↓

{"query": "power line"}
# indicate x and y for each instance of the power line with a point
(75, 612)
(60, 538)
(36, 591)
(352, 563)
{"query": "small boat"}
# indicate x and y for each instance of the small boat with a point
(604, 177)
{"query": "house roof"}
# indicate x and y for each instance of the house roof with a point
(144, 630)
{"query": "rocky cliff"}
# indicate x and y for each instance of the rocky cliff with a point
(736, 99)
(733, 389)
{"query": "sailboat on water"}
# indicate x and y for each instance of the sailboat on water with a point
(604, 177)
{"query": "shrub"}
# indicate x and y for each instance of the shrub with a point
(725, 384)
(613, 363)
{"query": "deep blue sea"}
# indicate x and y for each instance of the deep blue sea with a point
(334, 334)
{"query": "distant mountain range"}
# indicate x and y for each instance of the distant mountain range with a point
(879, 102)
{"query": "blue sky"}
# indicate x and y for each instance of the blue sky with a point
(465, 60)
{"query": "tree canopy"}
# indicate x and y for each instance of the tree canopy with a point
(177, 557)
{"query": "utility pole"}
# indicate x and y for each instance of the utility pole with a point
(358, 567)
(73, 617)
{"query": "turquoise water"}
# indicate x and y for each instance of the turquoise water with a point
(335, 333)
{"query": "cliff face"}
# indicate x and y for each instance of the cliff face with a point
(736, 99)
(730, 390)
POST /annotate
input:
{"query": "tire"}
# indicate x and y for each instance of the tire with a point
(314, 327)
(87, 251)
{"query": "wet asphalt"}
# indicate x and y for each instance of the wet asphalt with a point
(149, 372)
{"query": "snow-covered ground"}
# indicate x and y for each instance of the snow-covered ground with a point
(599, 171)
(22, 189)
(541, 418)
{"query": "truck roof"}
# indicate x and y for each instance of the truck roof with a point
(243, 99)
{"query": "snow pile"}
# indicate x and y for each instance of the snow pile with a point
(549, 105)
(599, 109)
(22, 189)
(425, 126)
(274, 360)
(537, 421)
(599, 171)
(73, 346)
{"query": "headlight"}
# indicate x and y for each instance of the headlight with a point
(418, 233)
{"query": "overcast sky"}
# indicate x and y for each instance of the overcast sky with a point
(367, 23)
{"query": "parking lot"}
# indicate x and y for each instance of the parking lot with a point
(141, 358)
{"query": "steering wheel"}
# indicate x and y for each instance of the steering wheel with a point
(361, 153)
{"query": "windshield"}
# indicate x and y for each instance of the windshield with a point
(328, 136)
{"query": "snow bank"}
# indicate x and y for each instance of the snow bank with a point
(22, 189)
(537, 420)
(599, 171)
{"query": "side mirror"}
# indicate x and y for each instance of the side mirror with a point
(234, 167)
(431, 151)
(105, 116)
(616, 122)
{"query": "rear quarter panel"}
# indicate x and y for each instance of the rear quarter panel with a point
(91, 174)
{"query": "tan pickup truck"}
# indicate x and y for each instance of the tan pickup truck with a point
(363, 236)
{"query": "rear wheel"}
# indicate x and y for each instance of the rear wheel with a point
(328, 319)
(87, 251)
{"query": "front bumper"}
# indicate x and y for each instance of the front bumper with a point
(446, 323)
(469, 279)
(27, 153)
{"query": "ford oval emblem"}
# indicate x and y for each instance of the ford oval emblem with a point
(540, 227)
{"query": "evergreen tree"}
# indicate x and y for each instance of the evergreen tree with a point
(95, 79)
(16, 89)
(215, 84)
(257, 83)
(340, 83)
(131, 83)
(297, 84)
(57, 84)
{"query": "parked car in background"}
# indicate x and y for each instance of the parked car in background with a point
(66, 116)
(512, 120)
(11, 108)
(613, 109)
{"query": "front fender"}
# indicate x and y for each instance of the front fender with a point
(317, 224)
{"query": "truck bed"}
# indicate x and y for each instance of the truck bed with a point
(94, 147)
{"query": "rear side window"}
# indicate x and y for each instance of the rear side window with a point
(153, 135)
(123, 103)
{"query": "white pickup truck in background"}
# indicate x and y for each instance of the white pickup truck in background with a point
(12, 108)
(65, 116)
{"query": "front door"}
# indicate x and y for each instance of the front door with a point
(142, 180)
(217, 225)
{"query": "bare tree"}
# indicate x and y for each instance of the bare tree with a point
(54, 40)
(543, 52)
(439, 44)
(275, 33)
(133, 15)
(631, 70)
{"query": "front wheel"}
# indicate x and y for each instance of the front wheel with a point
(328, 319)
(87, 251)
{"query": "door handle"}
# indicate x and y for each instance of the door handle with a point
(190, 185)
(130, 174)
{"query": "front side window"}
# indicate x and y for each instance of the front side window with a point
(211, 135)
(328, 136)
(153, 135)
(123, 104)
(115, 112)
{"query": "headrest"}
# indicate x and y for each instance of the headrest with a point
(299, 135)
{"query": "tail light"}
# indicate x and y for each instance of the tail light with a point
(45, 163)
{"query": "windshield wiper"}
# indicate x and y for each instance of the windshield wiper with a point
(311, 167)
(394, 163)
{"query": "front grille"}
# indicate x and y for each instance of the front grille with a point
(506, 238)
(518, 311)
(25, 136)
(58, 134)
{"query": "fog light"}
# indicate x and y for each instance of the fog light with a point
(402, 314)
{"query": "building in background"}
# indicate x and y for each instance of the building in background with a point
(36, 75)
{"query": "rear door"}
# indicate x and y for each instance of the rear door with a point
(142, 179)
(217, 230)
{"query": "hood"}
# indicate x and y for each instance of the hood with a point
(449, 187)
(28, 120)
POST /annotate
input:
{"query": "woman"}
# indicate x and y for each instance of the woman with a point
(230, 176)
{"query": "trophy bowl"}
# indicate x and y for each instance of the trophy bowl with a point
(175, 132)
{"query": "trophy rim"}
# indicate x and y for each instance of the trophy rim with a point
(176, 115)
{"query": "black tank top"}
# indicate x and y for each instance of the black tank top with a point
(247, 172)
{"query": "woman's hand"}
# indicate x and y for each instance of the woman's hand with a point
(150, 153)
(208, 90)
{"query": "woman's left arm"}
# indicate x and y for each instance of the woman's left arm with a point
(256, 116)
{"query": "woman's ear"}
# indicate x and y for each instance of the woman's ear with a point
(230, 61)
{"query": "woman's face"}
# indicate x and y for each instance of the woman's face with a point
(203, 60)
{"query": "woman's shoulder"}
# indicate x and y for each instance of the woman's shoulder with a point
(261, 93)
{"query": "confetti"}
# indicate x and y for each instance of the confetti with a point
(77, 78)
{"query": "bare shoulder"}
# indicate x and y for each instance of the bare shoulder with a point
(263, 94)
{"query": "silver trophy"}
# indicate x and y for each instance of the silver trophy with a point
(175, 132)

↑

## EXERCISE DESCRIPTION
The whole listing, restated word for word, is the expected answer.

## ANSWER TO THIS PROBLEM
{"query": "power line"}
# indicate x and y for each instance of the power line with a point
(75, 612)
(60, 538)
(36, 591)
(352, 563)
{"query": "small boat"}
# indicate x and y for each instance of the small boat with a point
(604, 177)
{"query": "house roof"}
# indicate x and y for each instance of the house roof with a point
(144, 630)
{"query": "rocky cliff"}
# indicate x and y for each instance of the rocky cliff with a point
(736, 99)
(733, 389)
{"query": "sailboat on water"}
# indicate x and y for each instance of the sailboat on water with a point
(604, 177)
{"query": "shrub"}
# indicate x and y for each instance of the shrub with a point
(725, 384)
(613, 363)
{"query": "deep blue sea"}
# indicate x and y for each instance of the deep blue sea with a point
(334, 334)
{"query": "distant mountain range"}
# indicate x and y for each instance of the distant mountain range with a point
(879, 102)
{"query": "blue sky"}
# indicate x and y for each instance of the blue sky with a point
(465, 60)
{"query": "tree canopy"}
# indicate x and y for each instance of the tree canopy with a point
(177, 557)
{"query": "utility pole"}
# indicate x and y for each instance of the utility pole with a point
(358, 567)
(73, 617)
{"query": "turquoise water"}
# indicate x and y for each instance of the turquoise water with a point
(335, 333)
{"query": "cliff face"}
# indicate x and y for each instance of the cliff face with a point
(736, 99)
(730, 390)
POST /annotate
input:
{"query": "tire"}
# indicate x and y for each instance of the tire with a point
(314, 327)
(87, 251)
{"query": "wet asphalt"}
# indicate x and y for each instance of the wet asphalt with a point
(149, 372)
{"query": "snow-covered ground"}
# indicate x and y for each instance of the snow-covered ground with a point
(599, 171)
(22, 189)
(541, 418)
{"query": "truck roof"}
# indicate x and y for each instance of the truck roof with a point
(243, 99)
{"query": "snow pile"}
# indicate x and y for each instance of the snow pile with a point
(549, 105)
(599, 109)
(22, 189)
(425, 126)
(274, 360)
(537, 421)
(599, 171)
(73, 346)
{"query": "headlight"}
# indicate x and y for each instance of the headlight with a point
(418, 233)
{"query": "overcast sky"}
# indicate x and y for each instance of the overcast sky with a point
(367, 23)
{"query": "parking lot"}
# indicate x and y for each instance of the parking lot with a point
(141, 358)
{"query": "steering wheel"}
# indicate x and y for each instance of the steering wheel with a point
(361, 153)
{"query": "windshield"}
# indicate x and y for each instance of the windshield with a point
(328, 136)
{"query": "snow bank"}
# indicate x and y for each instance of the snow bank with a point
(22, 189)
(537, 420)
(599, 171)
{"query": "side mirror"}
# indicate x and y for each instance of the side mirror with a point
(234, 167)
(431, 151)
(105, 116)
(616, 122)
{"query": "rear quarter panel"}
# indicate x and y for each instance of the rear quarter panel with a point
(91, 174)
{"query": "tan pickup truck"}
# indicate x and y for each instance of the tan pickup truck with a point
(363, 236)
{"query": "rear wheel"}
# indicate x and y for each instance of the rear wheel with a point
(328, 319)
(87, 251)
{"query": "front bumper"}
# indicate x and y for each instance of the front bumper with a point
(446, 323)
(469, 279)
(27, 153)
{"query": "ford oval emblem"}
# indicate x and y for each instance of the ford oval emblem with a point
(540, 227)
{"query": "evergreen tree"}
# indicate x and y for each instance of the evergreen tree with a point
(95, 79)
(16, 89)
(215, 84)
(257, 83)
(340, 83)
(131, 83)
(297, 84)
(57, 84)
{"query": "parked car in background"}
# indicate x and y for each instance of the parked car in background with a point
(66, 116)
(512, 120)
(11, 108)
(613, 109)
{"query": "front fender"}
# indicate x and y for each instance of the front fender with a point
(317, 224)
{"query": "truck bed"}
# indicate x and y for each instance of the truck bed with a point
(94, 147)
{"query": "rear side window"}
# indicate x and y for each instance of the rear side window with a point
(153, 135)
(123, 103)
{"query": "white pickup truck in background"}
# indicate x and y for each instance of the white pickup truck in background with a point
(12, 108)
(65, 116)
{"query": "front door"}
# indicate x and y for each instance of the front door with a point
(142, 180)
(217, 225)
{"query": "bare tree"}
# indicate x and y for each instance of the bare tree with a point
(54, 40)
(543, 52)
(439, 44)
(275, 33)
(133, 15)
(631, 70)
{"query": "front wheel"}
# indicate x and y for each instance of the front wheel with a point
(328, 319)
(87, 251)
{"query": "door handle"}
# indicate x and y for each instance of the door handle with a point
(190, 185)
(130, 174)
{"query": "front side window"}
# indicate x and y for each instance of the front side window with a point
(211, 135)
(328, 136)
(153, 135)
(123, 104)
(115, 112)
{"query": "headrest"}
# indicate x and y for each instance of the headrest with a point
(299, 135)
{"query": "tail light"}
# indicate x and y for each instance of the tail light with a point
(45, 163)
{"query": "windshield wiper"}
# indicate x and y for each instance of the windshield wiper with a point
(311, 167)
(394, 163)
{"query": "front grille"}
# indicate x and y for each instance of the front grille with a point
(506, 238)
(518, 311)
(25, 136)
(58, 134)
{"query": "fog light"}
# indicate x and y for each instance of the fog light with a point
(402, 314)
{"query": "building in background"}
# indicate x and y for each instance of the building in background with a point
(36, 75)
{"query": "rear door"}
# indicate x and y for each instance of the rear door with a point
(142, 179)
(217, 230)
{"query": "hood"}
# indicate x and y for each instance of the hood with a point
(449, 187)
(28, 120)
POST /annotate
input:
{"query": "woman"}
# indicate x and y for each instance of the woman with a point
(230, 176)
{"query": "trophy bowl"}
# indicate x and y for each instance of the trophy bowl with a point
(175, 132)
{"query": "trophy rim"}
# indicate x and y for each instance of the trophy rim with a point
(176, 115)
{"query": "black tank top"}
# indicate x and y for each instance of the black tank top with a point
(247, 172)
{"query": "woman's hand"}
# indicate x and y for each instance of the woman's hand with a point
(150, 153)
(208, 90)
{"query": "woman's left arm"}
# indicate x and y for each instance of the woman's left arm with a point
(256, 116)
{"query": "woman's ear"}
# indicate x and y for each instance of the woman's ear with a point
(230, 61)
{"query": "woman's face"}
# indicate x and y for each instance of the woman's face with a point
(203, 60)
{"query": "woman's shoulder"}
# indicate x and y for each instance of the woman's shoulder with a point
(261, 93)
{"query": "confetti"}
# indicate x and y for each instance of the confetti with a point
(77, 78)
{"query": "bare shoulder"}
# indicate x and y for each instance of the bare shoulder with a point
(263, 94)
{"query": "silver trophy"}
# indicate x and y for each instance of the silver trophy with a point
(175, 132)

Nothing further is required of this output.